=== THE DATA ===

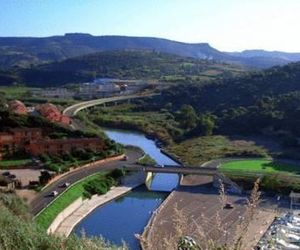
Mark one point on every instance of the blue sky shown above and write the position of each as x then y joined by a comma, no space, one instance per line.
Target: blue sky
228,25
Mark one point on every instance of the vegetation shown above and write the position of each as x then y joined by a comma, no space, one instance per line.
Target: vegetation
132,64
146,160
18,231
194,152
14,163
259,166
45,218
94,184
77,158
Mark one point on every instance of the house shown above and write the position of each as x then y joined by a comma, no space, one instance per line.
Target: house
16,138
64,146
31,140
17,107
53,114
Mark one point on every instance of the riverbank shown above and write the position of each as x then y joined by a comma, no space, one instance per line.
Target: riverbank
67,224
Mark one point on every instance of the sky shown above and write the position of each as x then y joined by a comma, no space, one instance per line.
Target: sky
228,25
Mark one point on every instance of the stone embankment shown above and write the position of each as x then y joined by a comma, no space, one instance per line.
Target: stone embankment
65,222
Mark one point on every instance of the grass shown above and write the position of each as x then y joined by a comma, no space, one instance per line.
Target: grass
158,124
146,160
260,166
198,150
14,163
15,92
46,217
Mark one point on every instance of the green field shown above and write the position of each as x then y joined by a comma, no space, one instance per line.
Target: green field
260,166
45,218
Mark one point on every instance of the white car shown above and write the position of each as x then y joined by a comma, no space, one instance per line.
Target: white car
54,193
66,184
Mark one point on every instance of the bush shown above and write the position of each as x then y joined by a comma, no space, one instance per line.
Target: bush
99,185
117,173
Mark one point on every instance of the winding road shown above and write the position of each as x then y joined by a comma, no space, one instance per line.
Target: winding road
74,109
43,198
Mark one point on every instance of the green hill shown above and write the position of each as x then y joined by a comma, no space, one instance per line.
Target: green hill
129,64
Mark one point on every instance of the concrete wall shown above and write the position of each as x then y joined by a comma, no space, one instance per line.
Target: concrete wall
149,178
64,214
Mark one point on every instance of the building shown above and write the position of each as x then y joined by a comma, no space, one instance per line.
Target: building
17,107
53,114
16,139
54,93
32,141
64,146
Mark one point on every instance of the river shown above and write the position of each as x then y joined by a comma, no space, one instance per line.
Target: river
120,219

===
=== THE DATA ===

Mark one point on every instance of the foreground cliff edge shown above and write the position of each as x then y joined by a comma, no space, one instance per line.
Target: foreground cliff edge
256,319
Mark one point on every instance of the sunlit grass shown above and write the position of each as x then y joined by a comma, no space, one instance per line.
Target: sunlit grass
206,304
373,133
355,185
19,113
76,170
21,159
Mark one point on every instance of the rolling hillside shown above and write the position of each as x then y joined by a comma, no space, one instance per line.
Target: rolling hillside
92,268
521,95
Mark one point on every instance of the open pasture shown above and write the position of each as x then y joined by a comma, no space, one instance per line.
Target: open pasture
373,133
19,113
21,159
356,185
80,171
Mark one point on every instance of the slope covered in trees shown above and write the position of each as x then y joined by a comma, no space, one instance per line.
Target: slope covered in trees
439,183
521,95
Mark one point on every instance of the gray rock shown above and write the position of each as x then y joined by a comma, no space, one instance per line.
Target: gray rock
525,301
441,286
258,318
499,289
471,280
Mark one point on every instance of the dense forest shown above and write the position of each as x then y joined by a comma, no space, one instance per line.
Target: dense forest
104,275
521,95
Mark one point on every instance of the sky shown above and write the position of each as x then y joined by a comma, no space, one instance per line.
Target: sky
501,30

===
=== THE DATA ===

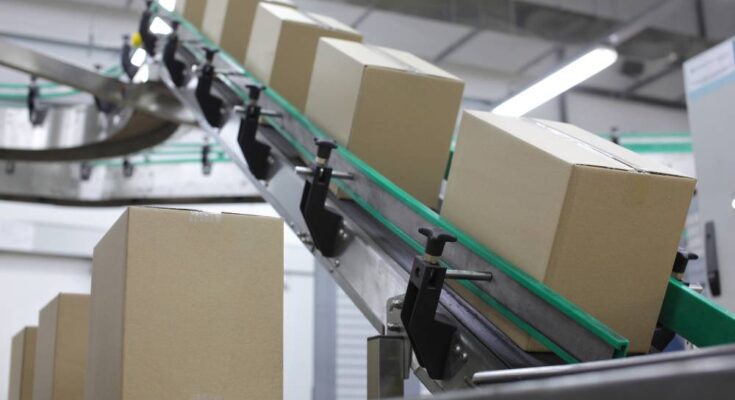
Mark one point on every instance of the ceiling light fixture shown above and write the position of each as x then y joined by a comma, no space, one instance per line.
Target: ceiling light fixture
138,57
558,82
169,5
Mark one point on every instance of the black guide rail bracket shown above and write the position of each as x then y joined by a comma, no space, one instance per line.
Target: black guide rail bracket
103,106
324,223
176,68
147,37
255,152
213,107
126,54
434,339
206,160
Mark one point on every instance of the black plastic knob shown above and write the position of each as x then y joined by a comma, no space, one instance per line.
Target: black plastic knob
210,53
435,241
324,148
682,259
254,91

===

Your answer should be the lines above from the one containing "Mark one point on every instance of the stone" through the one containing "Mark one point on every instance of the grass", copied exactly and with both ends kept.

TASK RESPONSE
Mark one point on every instance of the stone embankment shown above and write the position of each as x then y joined by a comma, no space, one instance per line.
Target: stone embankment
65,222
Mark one point on every instance of the grass shown above and write the position of each as x then y joined by a comma, no space, one instance per line.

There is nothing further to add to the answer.